Given instruction: Return the lines that run from the line containing "Identify every instance of the white" through the end of the entries, both ends included. Leave out all pictures.

____ Input material

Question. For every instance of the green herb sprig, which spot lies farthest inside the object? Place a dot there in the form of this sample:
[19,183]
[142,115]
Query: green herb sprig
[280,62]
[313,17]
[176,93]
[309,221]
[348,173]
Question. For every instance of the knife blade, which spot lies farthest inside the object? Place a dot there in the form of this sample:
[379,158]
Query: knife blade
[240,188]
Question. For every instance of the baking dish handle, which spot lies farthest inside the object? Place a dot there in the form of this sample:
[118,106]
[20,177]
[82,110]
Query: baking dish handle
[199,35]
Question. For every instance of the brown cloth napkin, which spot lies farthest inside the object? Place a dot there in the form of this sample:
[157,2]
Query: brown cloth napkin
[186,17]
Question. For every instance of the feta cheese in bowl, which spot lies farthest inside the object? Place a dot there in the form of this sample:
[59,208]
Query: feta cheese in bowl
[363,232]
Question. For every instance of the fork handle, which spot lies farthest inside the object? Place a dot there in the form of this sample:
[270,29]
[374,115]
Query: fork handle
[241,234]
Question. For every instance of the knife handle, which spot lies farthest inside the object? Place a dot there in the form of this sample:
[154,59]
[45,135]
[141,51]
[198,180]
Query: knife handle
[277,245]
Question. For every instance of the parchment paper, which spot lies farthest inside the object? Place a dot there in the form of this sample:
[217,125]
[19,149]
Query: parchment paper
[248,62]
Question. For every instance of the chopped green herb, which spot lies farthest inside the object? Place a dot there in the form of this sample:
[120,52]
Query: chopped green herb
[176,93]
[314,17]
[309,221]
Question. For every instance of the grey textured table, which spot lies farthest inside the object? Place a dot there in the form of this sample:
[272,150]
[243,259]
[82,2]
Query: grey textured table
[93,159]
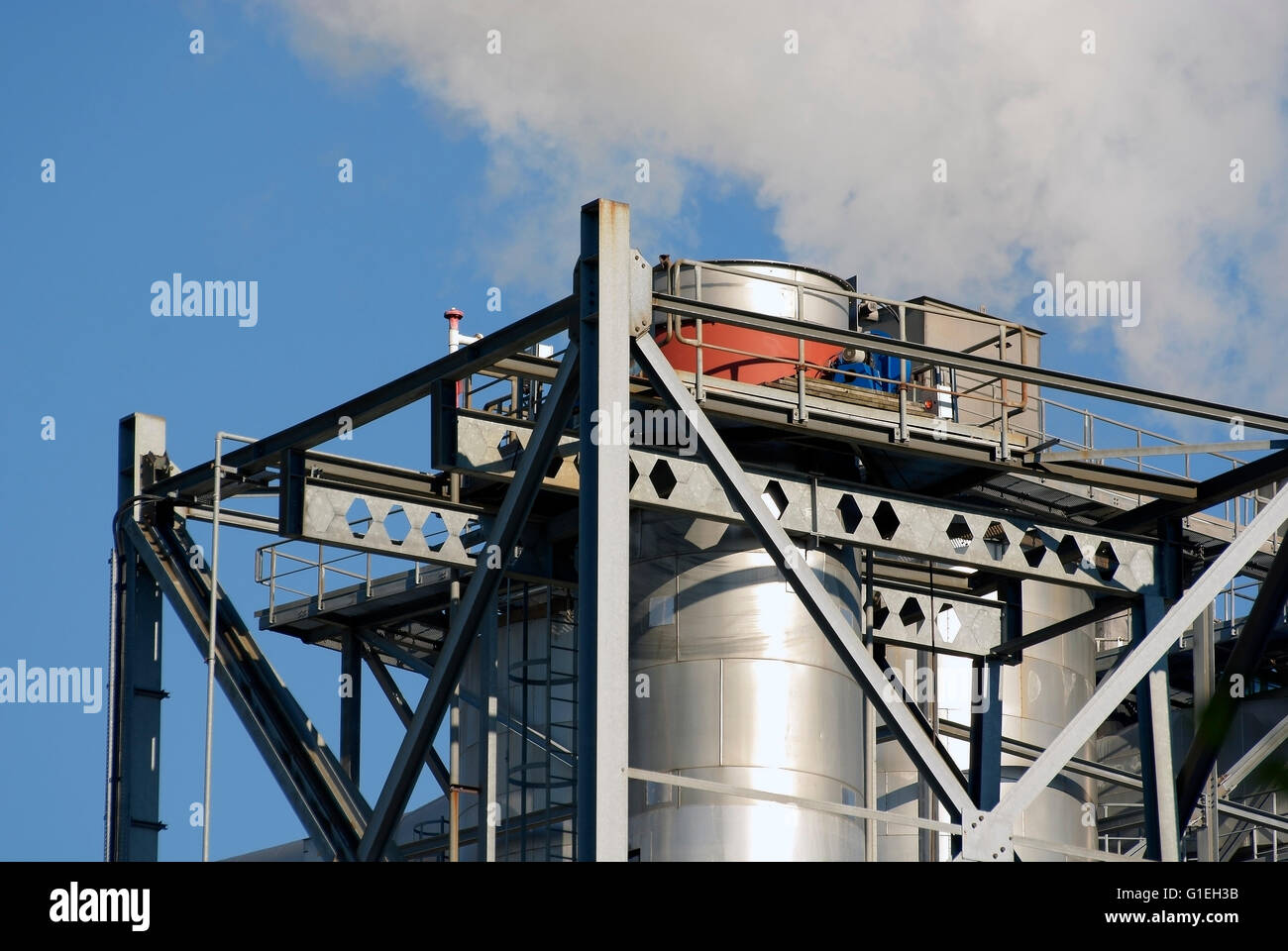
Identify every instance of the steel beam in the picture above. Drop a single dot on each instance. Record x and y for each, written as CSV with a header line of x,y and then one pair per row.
x,y
1154,733
787,799
478,599
605,281
996,826
1180,449
1054,379
900,715
1104,607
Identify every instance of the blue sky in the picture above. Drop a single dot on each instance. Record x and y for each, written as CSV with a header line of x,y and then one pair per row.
x,y
223,165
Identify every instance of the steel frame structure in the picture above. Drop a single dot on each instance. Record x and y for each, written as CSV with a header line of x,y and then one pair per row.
x,y
608,318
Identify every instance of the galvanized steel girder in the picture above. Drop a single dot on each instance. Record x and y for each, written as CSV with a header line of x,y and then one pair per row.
x,y
849,514
326,521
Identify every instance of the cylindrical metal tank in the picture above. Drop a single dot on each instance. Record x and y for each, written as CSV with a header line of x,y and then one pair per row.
x,y
752,356
741,688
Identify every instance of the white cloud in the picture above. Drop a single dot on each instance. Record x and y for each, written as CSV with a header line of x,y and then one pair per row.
x,y
1106,166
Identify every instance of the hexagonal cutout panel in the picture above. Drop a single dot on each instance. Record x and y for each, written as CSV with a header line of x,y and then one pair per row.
x,y
1107,561
996,540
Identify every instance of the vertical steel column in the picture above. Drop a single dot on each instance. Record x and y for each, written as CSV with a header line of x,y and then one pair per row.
x,y
1153,707
489,805
1205,685
986,733
136,694
351,705
603,659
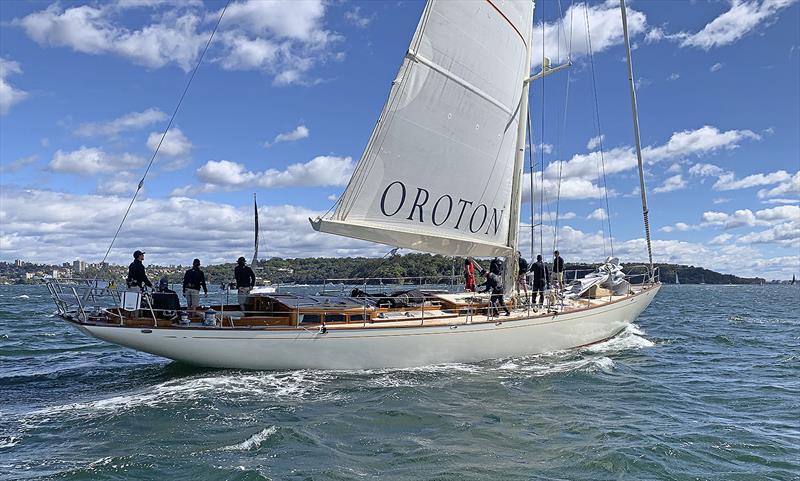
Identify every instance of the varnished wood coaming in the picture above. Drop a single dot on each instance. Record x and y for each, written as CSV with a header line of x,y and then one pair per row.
x,y
267,323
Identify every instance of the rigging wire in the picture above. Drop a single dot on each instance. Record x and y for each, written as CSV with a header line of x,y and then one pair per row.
x,y
163,136
599,135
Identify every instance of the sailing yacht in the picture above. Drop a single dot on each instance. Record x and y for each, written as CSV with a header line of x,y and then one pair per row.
x,y
458,105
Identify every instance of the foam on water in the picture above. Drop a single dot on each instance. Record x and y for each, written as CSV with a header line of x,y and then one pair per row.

________

Result of this exercise:
Identify every instance of the white cloud in the picture above. Drop a single dot on each instance. Record x and y for each, written as CSV with a header line of x,y and then one pair per row.
x,y
1106,166
Identify every instance of the hexagonal cutout panel in the picture above. Drop a single dot on each instance. Record x and y for each, written as CSV with a header line of x,y and then one pair per row.
x,y
1107,561
996,540
Identify every instance of the vertical steel column in the picture above. Drop a single dot on each instance. Record x and y for each, written as CSV with a header line of x,y and then one pair per row.
x,y
1153,707
489,805
1205,685
986,733
136,694
351,705
603,659
Identify every instance of the varnished wood coaming in the picture above. Drop a single dot on each instance. Record x and y for each, written as CSV with a header line of x,y and then one pair per row.
x,y
267,323
Identify every instance of the rigging wire in the picture above. Drop a single dot on each instance. Record x and y for each, written as CSV with a header line of x,y and then one pair per row.
x,y
163,136
599,135
Identify every instance of the sailing yacht in the picture above. Drop a single dot on each instance. Record x and y for each, written as CSV with a header line of x,y and then one pair per row.
x,y
458,105
Identify every instance of the foam on water in the picture above. Drop a single dot on each instance. Record x and y for each, written as CSV with a header line of x,y and then one pair per row.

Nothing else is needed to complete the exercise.